> Exercise data
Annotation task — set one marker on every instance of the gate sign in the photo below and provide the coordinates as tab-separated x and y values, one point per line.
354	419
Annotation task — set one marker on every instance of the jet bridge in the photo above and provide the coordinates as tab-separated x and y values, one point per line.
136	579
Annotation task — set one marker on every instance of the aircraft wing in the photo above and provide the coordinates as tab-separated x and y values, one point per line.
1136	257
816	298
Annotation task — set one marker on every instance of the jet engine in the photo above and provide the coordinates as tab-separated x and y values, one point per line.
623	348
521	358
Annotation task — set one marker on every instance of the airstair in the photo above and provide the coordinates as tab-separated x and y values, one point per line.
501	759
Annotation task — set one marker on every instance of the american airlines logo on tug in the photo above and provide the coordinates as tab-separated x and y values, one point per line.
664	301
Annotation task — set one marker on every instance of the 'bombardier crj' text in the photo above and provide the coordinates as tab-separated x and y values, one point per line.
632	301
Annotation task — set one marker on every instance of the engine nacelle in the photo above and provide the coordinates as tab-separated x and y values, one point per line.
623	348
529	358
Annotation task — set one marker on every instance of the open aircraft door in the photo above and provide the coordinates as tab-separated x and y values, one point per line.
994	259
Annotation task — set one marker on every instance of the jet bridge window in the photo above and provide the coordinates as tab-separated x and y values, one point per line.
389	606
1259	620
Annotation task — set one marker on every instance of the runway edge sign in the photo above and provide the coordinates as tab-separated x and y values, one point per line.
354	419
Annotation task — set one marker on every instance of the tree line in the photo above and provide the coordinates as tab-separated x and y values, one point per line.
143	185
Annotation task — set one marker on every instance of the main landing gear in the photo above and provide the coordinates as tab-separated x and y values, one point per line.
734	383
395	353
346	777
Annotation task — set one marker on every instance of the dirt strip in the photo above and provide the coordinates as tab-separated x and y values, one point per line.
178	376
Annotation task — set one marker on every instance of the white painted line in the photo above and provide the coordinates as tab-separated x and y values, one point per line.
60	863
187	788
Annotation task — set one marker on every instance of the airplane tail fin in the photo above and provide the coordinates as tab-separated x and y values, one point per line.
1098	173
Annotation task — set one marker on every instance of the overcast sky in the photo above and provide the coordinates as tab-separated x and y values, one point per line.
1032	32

--

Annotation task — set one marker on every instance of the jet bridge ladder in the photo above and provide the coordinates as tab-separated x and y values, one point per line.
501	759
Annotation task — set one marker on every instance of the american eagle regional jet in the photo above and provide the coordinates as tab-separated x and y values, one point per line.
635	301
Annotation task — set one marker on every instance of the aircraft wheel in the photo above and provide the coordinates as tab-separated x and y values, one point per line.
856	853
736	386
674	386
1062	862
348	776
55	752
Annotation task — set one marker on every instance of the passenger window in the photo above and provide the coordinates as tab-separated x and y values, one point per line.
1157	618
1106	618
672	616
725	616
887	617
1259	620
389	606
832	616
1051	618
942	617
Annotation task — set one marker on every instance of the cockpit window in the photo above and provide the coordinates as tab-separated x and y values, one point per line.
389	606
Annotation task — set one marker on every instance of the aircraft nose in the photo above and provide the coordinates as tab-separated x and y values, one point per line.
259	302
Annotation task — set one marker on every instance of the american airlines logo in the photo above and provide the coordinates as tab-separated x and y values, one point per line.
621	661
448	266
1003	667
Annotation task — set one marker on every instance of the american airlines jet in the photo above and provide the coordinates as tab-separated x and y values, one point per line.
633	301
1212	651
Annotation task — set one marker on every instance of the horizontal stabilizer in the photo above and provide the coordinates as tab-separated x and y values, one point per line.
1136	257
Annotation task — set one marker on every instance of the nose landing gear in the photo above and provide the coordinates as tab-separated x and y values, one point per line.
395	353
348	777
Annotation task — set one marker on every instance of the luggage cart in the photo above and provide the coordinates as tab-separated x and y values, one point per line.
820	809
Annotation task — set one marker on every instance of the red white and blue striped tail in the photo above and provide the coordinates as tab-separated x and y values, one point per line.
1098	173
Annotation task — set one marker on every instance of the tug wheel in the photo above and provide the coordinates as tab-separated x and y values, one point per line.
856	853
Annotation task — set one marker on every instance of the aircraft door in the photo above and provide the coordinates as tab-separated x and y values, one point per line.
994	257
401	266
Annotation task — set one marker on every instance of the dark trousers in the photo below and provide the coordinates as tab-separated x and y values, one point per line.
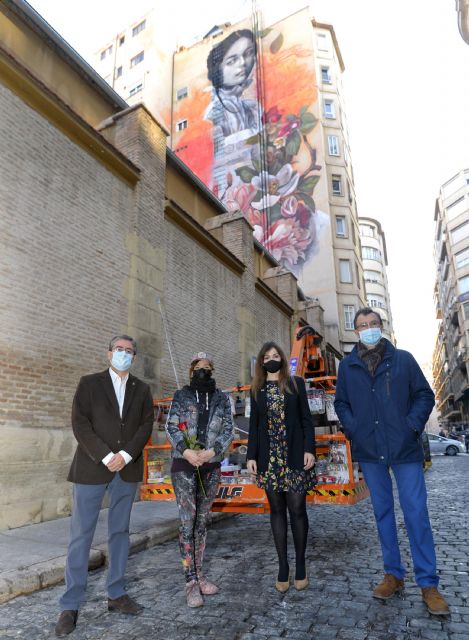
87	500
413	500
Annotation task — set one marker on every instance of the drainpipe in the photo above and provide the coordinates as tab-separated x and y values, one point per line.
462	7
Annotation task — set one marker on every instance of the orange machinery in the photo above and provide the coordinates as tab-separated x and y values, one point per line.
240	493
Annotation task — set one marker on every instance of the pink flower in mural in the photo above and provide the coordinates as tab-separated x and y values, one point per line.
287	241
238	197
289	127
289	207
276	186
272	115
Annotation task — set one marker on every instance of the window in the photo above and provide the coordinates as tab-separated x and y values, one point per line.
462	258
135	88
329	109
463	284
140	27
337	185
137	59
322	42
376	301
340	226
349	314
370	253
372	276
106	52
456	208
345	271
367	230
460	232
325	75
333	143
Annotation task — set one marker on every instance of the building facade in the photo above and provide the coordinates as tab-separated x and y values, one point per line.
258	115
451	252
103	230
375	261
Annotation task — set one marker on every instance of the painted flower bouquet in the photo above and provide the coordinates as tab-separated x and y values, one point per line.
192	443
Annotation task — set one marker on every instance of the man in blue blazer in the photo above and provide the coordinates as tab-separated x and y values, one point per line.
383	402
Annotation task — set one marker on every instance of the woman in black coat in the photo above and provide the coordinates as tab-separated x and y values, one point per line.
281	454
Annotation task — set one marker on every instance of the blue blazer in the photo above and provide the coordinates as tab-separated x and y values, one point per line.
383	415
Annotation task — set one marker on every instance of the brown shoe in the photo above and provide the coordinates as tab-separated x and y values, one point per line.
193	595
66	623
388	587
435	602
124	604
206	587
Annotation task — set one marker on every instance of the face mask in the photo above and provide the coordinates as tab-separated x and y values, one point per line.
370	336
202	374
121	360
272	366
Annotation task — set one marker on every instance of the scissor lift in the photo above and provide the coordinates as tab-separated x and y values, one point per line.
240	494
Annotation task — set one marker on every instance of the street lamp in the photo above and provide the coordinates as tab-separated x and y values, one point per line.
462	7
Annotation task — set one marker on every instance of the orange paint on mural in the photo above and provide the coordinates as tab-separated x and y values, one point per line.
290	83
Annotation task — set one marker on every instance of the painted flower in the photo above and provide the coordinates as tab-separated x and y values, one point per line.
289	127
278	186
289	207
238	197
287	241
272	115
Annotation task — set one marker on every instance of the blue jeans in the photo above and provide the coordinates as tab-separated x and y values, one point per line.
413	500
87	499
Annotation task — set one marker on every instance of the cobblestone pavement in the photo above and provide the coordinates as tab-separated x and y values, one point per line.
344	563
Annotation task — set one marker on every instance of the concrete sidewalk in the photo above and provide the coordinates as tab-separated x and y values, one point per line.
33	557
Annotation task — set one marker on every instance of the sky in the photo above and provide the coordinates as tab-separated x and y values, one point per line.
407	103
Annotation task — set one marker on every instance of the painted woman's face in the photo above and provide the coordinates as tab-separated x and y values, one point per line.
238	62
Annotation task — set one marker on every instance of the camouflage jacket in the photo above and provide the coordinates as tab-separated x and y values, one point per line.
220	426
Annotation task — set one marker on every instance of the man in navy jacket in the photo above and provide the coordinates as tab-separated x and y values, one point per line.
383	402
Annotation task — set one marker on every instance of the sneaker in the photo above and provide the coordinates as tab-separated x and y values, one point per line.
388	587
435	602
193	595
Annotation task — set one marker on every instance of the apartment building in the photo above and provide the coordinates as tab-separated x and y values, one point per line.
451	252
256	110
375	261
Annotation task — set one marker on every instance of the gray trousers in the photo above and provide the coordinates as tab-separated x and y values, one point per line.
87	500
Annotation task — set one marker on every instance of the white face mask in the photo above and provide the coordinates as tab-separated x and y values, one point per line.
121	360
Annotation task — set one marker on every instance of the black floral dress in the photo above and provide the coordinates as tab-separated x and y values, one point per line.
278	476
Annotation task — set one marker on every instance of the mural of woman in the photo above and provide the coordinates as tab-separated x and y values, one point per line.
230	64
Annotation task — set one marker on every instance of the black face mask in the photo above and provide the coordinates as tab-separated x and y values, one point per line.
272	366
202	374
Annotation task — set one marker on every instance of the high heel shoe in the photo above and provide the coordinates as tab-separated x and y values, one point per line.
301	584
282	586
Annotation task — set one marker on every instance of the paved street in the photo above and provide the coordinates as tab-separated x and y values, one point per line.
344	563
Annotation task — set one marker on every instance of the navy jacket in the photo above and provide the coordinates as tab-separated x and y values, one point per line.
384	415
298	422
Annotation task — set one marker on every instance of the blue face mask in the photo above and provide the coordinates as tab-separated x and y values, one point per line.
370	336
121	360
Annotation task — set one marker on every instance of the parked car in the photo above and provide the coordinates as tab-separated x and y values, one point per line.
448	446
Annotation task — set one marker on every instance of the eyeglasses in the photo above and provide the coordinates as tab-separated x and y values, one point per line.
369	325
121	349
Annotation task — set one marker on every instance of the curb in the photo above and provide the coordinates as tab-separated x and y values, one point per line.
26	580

> Objective
Return each line from both blocks above that contains the string "wheel", unchanged. Case counts.

> Complete answer
Annotation task — set one marker on every instance of the aircraft wheel in the photo above and provide the coordinates as tab-separated x and y values, one point per line.
Annotation task — set one marker on every instance of the tug wheel in the photo above and provide the coordinates as tab-separated x and y values, one point per line.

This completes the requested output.